Saved data entries
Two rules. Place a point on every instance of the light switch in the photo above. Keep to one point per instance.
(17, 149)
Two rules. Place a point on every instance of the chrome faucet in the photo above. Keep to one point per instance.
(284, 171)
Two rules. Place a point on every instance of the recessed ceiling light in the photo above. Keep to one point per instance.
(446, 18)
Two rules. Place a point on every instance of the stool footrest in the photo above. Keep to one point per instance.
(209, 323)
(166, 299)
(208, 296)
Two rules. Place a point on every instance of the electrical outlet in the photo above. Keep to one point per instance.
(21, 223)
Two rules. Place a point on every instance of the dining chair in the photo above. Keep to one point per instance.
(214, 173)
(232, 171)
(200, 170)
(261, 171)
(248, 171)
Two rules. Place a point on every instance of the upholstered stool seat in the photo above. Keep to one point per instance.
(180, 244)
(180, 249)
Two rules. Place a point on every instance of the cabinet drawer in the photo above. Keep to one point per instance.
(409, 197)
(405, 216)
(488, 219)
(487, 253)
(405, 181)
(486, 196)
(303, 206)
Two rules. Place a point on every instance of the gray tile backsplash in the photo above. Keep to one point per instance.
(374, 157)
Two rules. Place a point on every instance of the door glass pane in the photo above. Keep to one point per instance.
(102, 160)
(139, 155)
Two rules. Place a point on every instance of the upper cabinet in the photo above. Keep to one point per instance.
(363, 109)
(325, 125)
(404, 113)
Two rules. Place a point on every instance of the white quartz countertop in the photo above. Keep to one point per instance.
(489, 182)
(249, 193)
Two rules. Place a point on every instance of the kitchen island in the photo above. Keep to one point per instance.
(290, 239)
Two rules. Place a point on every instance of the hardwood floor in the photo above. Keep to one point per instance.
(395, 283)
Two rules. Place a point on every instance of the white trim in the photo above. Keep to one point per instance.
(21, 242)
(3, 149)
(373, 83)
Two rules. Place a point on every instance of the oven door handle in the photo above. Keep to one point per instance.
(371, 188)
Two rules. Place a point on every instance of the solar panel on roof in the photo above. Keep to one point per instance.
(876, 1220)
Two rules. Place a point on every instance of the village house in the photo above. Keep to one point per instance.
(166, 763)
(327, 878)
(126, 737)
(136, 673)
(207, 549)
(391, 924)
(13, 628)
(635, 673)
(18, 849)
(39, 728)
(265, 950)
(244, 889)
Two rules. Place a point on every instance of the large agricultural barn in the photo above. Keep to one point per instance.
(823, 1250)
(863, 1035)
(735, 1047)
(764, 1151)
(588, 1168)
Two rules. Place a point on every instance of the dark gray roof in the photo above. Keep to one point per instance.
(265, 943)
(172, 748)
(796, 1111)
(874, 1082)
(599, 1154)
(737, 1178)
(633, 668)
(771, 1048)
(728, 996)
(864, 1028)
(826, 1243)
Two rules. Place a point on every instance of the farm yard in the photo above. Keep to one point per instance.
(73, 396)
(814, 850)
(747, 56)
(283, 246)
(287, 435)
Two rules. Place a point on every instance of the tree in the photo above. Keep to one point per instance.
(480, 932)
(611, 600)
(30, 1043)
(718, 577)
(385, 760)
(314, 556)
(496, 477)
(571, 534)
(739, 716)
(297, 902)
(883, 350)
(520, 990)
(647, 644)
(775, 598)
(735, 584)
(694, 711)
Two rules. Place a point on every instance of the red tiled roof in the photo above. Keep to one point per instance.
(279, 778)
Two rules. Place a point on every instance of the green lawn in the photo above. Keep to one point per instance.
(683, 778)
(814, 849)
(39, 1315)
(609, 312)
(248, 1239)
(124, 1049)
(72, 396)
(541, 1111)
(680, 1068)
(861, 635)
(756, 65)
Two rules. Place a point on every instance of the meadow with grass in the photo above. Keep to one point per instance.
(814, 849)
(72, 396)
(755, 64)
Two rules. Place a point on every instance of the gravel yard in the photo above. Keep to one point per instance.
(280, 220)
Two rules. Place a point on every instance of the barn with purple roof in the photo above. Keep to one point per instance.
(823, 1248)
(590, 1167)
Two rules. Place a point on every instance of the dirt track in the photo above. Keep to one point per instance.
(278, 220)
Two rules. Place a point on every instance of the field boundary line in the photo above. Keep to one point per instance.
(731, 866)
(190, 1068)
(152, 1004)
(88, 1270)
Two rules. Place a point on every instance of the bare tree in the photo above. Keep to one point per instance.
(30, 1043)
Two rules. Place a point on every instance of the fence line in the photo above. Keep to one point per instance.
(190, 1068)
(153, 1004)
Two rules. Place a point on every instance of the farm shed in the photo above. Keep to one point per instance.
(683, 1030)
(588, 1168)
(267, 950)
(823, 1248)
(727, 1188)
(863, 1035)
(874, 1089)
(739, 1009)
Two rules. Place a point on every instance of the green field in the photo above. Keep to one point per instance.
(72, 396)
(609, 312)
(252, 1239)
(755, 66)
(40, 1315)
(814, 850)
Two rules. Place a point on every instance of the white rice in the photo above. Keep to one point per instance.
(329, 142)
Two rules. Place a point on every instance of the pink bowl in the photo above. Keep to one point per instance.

What this task involves: From the records above, extract every line exactly as it stands.

Solution:
Two rules. Place a point on every instance of the light switch in the photo above. Keep to one point per instance.
(17, 149)
Two rules. Place a point on every instance of the chrome faucet in the photo above. Keep to one point per instance.
(284, 171)
Two rules. Place a point on every instance of the recessed ceiling light in the photo above. Keep to one point per instance.
(446, 18)
Two rules. Place a point on every instance of the stool footrest in the photo above. Keep to one point per instance.
(209, 323)
(166, 299)
(208, 296)
Two rules. Place a point on every instance of the electrical outlet in the photo above. Keep to one point per instance.
(21, 223)
Two rules. Place a point on every instance of the dining chair in the photo above. Keep to one point per instance.
(214, 173)
(232, 171)
(200, 170)
(261, 171)
(248, 171)
Two rules. Place a point on every instance of the upholstered stool seat in the photo above. Keep to one point per instance.
(180, 244)
(180, 249)
Two rules. Place a point on every instance of the cabinet drawer in the photo above. Keep to one point per instance.
(409, 197)
(405, 216)
(488, 219)
(487, 253)
(405, 181)
(486, 196)
(303, 206)
Two rules. Place a point on every instance of the gray tile backsplash in the photo above. Keep to one point per instance.
(374, 157)
Two rules. Place a point on every instance of the door glass pane in the photo above. Keep to one point per instance.
(102, 160)
(139, 155)
Two rules. Place a point on every instance of the upper cabinet in the photo above. Keep to one point per instance.
(363, 109)
(325, 125)
(404, 113)
Two rules. Place a point on every instance of the white quartz countertop in the photo above. Keep to one point per instance.
(489, 182)
(249, 193)
Two rules. Place a point on every instance of the kitchen island in the photo above. Keep to one point per instance.
(290, 239)
Two rules. Place a point on every instance of the hardwood floor in the photo above. Keep to one point per instance.
(395, 283)
Two rules. Place a point on every instance of the white trim in the photo above. Keep to one point per instance.
(21, 242)
(3, 149)
(373, 83)
Two rules. Place a point on every instance of the oven door handle in the photo above. Keep to one point per instance.
(371, 188)
Two rules. Place a point on every instance of the solar panel on roof in the photo above. Keep to one point per instance.
(876, 1220)
Two rules. Place a point on every instance of the village house in the photo above. Keep to one point per instance.
(166, 763)
(327, 878)
(126, 737)
(136, 673)
(207, 549)
(391, 924)
(13, 628)
(635, 673)
(18, 849)
(39, 728)
(265, 950)
(244, 889)
Two rules. Place a point on every instance of the large agricultural barn in the photo above. Keep to one point per instance.
(823, 1250)
(863, 1035)
(735, 1047)
(764, 1151)
(588, 1168)
Two rules. Place a point on every instance of the dark gray roof in the photo above. Keep to one point per instance.
(265, 943)
(172, 748)
(796, 1111)
(874, 1082)
(599, 1154)
(737, 1178)
(633, 668)
(771, 1048)
(728, 996)
(864, 1028)
(826, 1243)
Two rules. Place a point on every instance of the farm yard in the photo above. Keep to one point per instance.
(73, 396)
(814, 850)
(747, 56)
(283, 246)
(287, 435)
Two rules. Place a point on every instance of the tree in the photo above. Keep to one point per instance.
(480, 932)
(611, 600)
(30, 1043)
(718, 577)
(385, 760)
(314, 556)
(496, 477)
(571, 534)
(739, 716)
(297, 902)
(883, 350)
(520, 990)
(647, 644)
(775, 598)
(735, 584)
(694, 711)
Two rules. Place a point on every instance of the red tiled roof in the photo above. Keep to one point per instance.
(279, 778)
Two rules. Place a point on every instance of the green lawn in the photo above. Keep to one point per instance.
(683, 778)
(814, 849)
(39, 1315)
(609, 312)
(248, 1239)
(124, 1049)
(72, 396)
(541, 1111)
(680, 1068)
(861, 635)
(756, 65)
Two rules. Place a point on every instance of the meadow with grass in the photo above. Keep to one point per instance.
(814, 849)
(72, 396)
(755, 64)
Two rules. Place a point on every instance of the gravel yard in the photo above. Keep to one point per instance.
(280, 220)
Two rules. Place a point on every instance of the barn with purple roof in the photo above. Keep to one point per instance.
(823, 1248)
(590, 1167)
Two rules. Place a point on every instance of the dirt track in the photo above. Keep to one point per instance.
(278, 220)
Two rules. Place a point on every instance of the field boundary line in the photo above. Keep to one point per instance.
(731, 866)
(190, 1068)
(152, 1004)
(88, 1270)
Two rules. Place a point on every instance of the bare tree in the photo above. Keep to one point per instance.
(30, 1043)
Two rules. Place a point on every instance of the fence line in the photo above. Keep to one point per instance.
(190, 1068)
(153, 1004)
Two rules. Place a point on every instance of the farm shed in the photo above. Keep to one point per instance.
(683, 1030)
(588, 1168)
(267, 950)
(823, 1248)
(727, 1188)
(863, 1035)
(874, 1089)
(739, 1009)
Two rules. Place a point on every instance of the green field in the photo above. Keep to one point per instance.
(72, 396)
(609, 312)
(252, 1239)
(755, 66)
(40, 1315)
(814, 850)
Two rules. Place a point on every instance of the white rice in the photo above. Keep to one point per instance.
(329, 142)
Two rules. Place a point on every instance of the pink bowl in the photo above. Keep to one point per instance.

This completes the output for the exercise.